## PETUNJUK TUGAS 1
Dalam kutipan teks tentang Allyn, apa nama LSM yang diciptakan Allyn untuk memenangkan Fox?

+ + + +

Media di AS yang secara khusus meliput Amerika Latin, menggambarkan Allyn sebagai orang yang lazim mengembangkan kampanye hitam dengan beragam cara: iklan-iklan provokatif, polling palsu, berbagai berita yang didasarkan pada kabar burung dan fitnah, untuk menciptakan ketakutan dan kebencian; serta juga menggelar demonstrasi bayaran dalam skala raksasa.

Untuk memenangkan Fox, misalnya Allyn menciptakan LSM bernama ‘Democracy Watch’ yang berperan sebagai seolah-olah pemantau pemilu. Di masa Fox berkuasa, Allyn juga merancang sejumlah kampanya rekayasa.

Salah satu kejahatan Allyn adalah memanipulasi peristiwa Atenco di Meksiko, Mei 2006, dalam peristiwa tersebut 30 dari 47 tahanan politik perempuan diperkosa polisi. Allyn disebut membantu Vicente Fox menentukan langkah yang harus diambil supaya kasus itu tak sampai menggoyahkan posisinya. Ia juga membantu Fox mengatur pemberitaan dalam media agar kasus ini tidak menjadi besar.

Di masa Presiden Fox, Allyn berperan besar dalam upaya membangun citra positif tentang Meksiko di AS. Salah satu keberhasilan dia adalah ketika melancarkan kampanye agar AS tidak menerapkan kebijakan yang akan memperketat arus imigran ilegal dari Meksiko.

+ + + +

## PETUNJUK TUGAS 2
Ambil seluruh baris daftar di bawah ini apa adanya tanpa menyertakan gambarnya.

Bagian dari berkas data
+ + + +

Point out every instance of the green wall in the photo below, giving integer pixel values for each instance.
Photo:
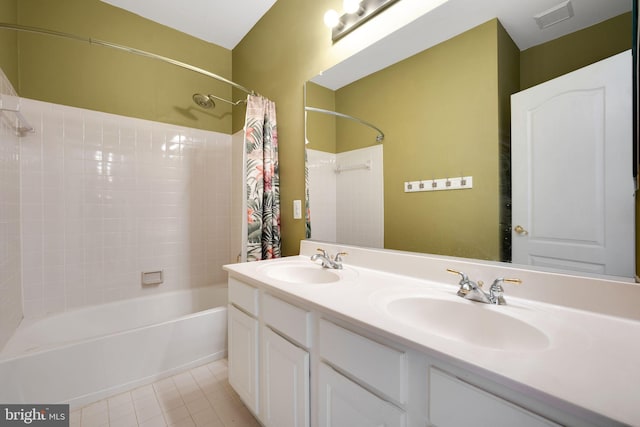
(557, 57)
(442, 112)
(75, 73)
(304, 49)
(321, 128)
(287, 47)
(439, 112)
(9, 42)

+ + + +

## HASIL TUGAS 1
LSM bernama ‘Democracy Watch’.

## HASIL TUGAS 2
Point out every instance of the green wall in the photo below, giving integer pixel values for each instance.
Photo:
(557, 57)
(442, 112)
(75, 73)
(304, 49)
(321, 128)
(287, 47)
(439, 112)
(9, 42)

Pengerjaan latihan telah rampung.